• Stated goal
Copy verbatim the lines of the listing from the line containing "task: trace the outline of every instance of the hazy" through the line containing "[[[0,65],[326,71],[342,0],[0,0]]]", including both of those lines.

[Labeled outline entries]
===
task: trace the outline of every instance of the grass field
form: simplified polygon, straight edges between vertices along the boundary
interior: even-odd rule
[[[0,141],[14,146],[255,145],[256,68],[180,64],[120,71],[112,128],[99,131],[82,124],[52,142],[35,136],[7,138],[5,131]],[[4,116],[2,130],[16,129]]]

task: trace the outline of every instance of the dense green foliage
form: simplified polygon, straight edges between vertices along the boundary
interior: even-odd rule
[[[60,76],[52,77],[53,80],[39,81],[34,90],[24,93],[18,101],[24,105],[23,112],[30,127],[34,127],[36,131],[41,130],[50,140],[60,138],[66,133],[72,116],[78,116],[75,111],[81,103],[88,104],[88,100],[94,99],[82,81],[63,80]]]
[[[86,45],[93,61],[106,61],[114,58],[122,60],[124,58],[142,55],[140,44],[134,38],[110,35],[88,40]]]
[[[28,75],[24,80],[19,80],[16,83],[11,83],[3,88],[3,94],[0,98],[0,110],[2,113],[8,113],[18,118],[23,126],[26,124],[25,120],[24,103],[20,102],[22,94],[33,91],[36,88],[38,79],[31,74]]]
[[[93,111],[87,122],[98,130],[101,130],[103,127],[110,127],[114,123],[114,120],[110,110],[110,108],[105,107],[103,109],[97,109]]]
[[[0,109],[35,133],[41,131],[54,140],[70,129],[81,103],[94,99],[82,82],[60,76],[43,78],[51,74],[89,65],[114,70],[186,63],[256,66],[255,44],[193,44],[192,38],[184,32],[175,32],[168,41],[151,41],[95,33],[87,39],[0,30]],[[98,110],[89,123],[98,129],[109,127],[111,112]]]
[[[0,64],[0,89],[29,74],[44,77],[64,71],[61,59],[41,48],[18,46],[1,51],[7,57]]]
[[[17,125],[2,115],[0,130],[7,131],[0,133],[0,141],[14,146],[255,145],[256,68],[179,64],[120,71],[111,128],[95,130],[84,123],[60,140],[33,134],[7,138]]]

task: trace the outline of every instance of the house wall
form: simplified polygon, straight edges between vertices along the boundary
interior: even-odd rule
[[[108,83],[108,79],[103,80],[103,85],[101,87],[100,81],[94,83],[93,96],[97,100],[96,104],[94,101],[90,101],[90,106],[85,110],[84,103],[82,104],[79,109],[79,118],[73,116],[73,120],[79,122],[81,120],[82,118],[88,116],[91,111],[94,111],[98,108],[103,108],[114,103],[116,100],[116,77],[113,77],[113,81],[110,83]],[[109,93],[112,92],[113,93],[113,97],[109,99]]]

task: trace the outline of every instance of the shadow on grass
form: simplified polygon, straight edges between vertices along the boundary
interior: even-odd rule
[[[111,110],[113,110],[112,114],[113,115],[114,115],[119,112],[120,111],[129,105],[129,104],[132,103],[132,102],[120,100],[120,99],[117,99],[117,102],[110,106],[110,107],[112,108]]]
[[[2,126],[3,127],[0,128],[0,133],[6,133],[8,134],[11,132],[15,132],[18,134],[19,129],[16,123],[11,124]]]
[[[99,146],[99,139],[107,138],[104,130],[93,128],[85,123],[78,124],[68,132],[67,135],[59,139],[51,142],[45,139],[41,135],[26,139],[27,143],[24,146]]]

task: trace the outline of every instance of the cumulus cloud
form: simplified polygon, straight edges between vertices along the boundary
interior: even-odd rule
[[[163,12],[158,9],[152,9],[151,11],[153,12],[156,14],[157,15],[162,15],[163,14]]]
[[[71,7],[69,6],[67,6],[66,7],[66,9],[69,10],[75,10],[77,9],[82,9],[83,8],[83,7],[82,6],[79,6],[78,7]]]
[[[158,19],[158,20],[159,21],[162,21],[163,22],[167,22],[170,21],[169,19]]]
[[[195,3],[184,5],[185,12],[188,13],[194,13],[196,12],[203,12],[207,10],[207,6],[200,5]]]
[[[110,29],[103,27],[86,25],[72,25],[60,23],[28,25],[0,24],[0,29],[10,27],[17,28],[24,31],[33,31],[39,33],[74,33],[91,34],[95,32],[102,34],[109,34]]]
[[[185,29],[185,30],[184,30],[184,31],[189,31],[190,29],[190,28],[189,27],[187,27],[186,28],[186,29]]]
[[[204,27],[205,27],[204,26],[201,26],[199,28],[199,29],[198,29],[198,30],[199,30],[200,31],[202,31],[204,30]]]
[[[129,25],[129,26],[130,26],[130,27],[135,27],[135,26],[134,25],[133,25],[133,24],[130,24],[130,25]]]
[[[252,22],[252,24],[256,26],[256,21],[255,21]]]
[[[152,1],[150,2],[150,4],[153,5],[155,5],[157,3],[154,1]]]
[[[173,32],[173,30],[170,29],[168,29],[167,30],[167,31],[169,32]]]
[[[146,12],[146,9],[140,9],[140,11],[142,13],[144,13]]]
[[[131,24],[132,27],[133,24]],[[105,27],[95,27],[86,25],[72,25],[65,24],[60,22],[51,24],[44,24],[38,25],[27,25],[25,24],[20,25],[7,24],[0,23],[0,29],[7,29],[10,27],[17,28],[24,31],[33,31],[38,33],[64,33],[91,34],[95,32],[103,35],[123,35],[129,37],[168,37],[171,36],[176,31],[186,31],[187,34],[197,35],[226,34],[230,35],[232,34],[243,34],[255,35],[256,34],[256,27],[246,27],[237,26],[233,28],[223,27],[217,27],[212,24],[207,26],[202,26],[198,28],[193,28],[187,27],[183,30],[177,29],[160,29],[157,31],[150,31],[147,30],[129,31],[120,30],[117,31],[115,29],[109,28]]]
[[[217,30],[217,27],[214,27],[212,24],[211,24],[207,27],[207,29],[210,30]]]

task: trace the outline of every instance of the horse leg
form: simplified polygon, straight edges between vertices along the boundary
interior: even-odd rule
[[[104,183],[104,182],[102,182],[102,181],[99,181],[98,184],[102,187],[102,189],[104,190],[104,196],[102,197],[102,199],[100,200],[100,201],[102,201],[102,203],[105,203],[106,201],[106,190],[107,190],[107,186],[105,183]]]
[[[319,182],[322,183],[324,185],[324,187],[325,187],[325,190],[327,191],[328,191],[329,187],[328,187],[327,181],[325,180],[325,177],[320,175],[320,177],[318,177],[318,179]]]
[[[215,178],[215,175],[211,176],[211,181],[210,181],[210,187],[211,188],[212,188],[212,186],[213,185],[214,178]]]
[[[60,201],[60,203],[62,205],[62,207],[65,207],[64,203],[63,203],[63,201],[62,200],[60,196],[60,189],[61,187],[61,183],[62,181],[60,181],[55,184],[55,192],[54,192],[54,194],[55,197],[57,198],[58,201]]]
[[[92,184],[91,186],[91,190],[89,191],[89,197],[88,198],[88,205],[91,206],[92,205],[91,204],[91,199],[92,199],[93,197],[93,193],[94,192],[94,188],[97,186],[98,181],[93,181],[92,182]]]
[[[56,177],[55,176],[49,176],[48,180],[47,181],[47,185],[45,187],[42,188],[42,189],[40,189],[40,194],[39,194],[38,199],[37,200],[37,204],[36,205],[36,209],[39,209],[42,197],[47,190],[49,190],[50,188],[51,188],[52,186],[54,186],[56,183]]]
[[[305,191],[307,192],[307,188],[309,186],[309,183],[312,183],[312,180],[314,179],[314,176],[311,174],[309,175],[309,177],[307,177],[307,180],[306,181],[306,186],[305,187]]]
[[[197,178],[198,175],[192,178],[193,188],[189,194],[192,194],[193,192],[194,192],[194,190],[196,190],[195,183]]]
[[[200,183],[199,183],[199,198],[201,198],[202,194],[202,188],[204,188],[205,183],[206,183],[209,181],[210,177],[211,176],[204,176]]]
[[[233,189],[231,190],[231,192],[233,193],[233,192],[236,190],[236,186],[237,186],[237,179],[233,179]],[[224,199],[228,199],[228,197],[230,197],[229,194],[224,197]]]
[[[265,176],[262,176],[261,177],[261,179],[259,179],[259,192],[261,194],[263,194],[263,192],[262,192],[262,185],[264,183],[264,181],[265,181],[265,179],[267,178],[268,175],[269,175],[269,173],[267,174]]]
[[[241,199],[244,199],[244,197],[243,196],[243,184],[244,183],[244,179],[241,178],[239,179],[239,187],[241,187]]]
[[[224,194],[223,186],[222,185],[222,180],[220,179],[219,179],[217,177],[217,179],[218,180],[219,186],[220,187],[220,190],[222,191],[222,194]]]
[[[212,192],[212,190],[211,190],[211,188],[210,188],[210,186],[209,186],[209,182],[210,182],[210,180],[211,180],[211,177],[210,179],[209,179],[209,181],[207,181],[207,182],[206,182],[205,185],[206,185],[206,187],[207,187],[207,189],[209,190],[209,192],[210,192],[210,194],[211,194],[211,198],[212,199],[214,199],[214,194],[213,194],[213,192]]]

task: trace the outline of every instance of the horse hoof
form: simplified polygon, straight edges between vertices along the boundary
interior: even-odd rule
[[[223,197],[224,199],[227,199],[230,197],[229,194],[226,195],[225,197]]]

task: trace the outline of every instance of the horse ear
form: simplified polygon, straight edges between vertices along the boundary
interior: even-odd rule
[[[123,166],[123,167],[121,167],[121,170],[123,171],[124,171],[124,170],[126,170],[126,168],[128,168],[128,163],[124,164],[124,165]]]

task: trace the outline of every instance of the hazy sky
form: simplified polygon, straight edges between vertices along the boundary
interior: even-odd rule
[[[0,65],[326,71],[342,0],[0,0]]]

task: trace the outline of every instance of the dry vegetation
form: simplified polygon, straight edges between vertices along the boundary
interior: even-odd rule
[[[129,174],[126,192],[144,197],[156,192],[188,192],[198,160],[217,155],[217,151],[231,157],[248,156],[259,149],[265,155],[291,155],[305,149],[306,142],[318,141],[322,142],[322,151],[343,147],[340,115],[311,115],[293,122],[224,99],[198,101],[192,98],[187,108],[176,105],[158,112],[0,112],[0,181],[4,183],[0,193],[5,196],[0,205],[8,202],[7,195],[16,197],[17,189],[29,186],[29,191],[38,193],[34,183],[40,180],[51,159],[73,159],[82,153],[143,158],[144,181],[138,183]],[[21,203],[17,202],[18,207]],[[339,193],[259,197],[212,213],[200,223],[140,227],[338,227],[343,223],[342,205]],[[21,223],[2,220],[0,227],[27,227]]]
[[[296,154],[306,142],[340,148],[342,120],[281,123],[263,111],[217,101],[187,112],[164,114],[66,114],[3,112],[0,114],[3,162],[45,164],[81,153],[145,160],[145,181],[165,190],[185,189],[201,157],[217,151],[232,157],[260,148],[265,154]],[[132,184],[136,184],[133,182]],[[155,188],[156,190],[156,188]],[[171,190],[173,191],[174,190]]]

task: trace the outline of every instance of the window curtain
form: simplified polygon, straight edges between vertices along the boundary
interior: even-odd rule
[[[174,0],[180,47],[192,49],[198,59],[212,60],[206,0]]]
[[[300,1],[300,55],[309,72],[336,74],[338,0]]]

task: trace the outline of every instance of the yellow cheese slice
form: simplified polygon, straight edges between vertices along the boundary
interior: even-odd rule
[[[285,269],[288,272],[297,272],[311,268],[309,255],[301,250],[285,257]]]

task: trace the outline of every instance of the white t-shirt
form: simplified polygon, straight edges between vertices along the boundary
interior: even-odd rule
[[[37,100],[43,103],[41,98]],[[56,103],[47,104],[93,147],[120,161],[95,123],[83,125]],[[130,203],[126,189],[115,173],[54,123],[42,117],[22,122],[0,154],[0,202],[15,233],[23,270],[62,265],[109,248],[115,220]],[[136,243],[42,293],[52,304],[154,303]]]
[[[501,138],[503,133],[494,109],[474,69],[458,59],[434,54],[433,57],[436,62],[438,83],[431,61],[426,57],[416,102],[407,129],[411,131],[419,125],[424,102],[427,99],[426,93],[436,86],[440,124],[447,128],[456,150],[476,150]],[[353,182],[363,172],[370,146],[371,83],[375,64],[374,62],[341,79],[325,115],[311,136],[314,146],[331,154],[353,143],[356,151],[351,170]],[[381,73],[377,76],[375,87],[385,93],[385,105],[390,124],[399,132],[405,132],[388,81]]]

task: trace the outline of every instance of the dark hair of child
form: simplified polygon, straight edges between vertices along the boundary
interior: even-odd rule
===
• Correct response
task: trace the outline of every instance of the hazy sky
form: simplified polygon, straight edges between vertices along the boundary
interior: even-odd rule
[[[0,65],[326,71],[342,0],[0,0]]]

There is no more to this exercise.